### Work item
Set down all of the lines below exactly as they are given.

### Study material
---

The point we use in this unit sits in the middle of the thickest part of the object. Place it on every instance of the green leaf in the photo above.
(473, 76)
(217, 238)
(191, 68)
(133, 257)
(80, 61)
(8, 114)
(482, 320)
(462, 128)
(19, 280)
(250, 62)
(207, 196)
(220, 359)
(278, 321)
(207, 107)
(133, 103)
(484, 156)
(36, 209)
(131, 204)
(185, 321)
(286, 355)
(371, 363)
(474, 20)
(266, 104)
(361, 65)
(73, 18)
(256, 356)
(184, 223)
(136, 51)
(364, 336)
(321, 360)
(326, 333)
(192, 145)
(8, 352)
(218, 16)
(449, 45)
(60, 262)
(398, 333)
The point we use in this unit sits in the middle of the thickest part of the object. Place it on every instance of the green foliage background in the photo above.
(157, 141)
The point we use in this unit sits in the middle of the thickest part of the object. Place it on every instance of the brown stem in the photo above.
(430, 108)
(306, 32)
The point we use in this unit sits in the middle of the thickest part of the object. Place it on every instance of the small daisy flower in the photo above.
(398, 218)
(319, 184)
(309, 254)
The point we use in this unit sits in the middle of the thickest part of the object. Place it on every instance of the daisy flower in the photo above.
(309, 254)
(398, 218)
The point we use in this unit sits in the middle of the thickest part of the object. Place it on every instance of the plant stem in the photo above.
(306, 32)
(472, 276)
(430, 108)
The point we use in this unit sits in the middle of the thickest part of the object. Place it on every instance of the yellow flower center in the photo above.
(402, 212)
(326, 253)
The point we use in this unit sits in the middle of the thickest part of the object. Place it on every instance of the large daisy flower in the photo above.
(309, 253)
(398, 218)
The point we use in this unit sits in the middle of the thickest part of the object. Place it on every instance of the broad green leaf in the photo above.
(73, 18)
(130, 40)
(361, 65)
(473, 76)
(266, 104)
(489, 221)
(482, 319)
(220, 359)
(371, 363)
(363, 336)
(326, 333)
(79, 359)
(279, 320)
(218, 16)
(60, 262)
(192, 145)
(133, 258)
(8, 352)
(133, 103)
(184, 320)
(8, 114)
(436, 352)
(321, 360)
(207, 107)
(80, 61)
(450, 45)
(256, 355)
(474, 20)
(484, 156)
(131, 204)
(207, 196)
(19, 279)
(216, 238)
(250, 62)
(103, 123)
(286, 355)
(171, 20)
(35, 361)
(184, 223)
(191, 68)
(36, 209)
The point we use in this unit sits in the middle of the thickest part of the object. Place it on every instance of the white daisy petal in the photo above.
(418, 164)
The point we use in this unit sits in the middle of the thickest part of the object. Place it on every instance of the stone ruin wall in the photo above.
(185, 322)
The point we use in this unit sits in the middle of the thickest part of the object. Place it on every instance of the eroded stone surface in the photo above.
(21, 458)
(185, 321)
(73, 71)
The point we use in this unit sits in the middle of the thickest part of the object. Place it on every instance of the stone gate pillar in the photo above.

---

### Exercise response
The point we use in this unit sits in the middle of the thickest part of the object. Place it on every instance of the green leaf in the photo above.
(473, 76)
(217, 238)
(191, 68)
(133, 257)
(80, 61)
(8, 114)
(482, 320)
(462, 128)
(19, 280)
(250, 62)
(207, 196)
(220, 359)
(278, 321)
(207, 107)
(133, 103)
(484, 156)
(36, 209)
(131, 204)
(185, 321)
(286, 355)
(371, 363)
(474, 20)
(266, 104)
(361, 65)
(73, 18)
(256, 356)
(184, 223)
(136, 51)
(364, 336)
(321, 360)
(326, 333)
(192, 145)
(8, 352)
(218, 16)
(449, 45)
(60, 262)
(398, 333)
The point we use in this unit sits in the middle of the thickest part of the object. Place it on every instance of the green foliage background in the photo above.
(157, 141)
The point we use in this unit sits in the middle of the thickest part of the object. Place it on every instance of the brown stem in the photo above.
(430, 108)
(306, 32)
The point we use in this unit sits in the middle of the thickest part of the object. Place it on every instance of the small daisy flower in the photo above.
(398, 218)
(319, 184)
(309, 254)
The point we use in this unit sits in the middle of the thickest part of the object. Place it on every instance of the daisy flower in the photo above.
(309, 254)
(398, 218)
The point we use in this unit sits in the middle of the thickest part of the object. Place it on every instance of the plant stem in the photo above.
(306, 32)
(472, 276)
(430, 108)
The point we use in this unit sits in the middle of the thickest part of the object. Place it on every instance of the yellow flower center in the photo above.
(402, 212)
(326, 253)
The point we use in this unit sits in the middle of the thickest part of the object. Place it on every instance of the large daisy flower in the photo above.
(309, 253)
(398, 218)
The point we use in this unit sits in the middle of the thickest part of the object. Place it on every instance of the broad green leaf in the photo above.
(73, 18)
(130, 40)
(361, 65)
(473, 76)
(266, 104)
(489, 221)
(482, 319)
(220, 359)
(371, 363)
(363, 336)
(326, 333)
(79, 359)
(279, 320)
(218, 16)
(60, 262)
(192, 145)
(133, 258)
(8, 352)
(133, 103)
(184, 320)
(8, 114)
(436, 352)
(321, 360)
(207, 107)
(80, 61)
(450, 45)
(256, 355)
(474, 20)
(484, 156)
(131, 204)
(207, 196)
(19, 279)
(216, 238)
(250, 62)
(103, 123)
(286, 355)
(171, 20)
(35, 361)
(184, 223)
(191, 68)
(36, 209)
The point we use in this unit sits in the middle of the thickest part of the object. Place it on every instance of the white daisy petal in the photo above.
(418, 164)
The point we use in this unit sits in the middle of the thickest part of the object. Place it on every instance of the stone ruin wall in the photo above.
(185, 322)
The point we use in this unit sits in the middle of the thickest part of the object. Place it on every instance of the eroded stone surface in the photo above.
(21, 458)
(185, 321)
(73, 71)
The point we use in this unit sits in the middle of the thickest part of the object. Place it on every instance of the stone gate pillar in the photo above.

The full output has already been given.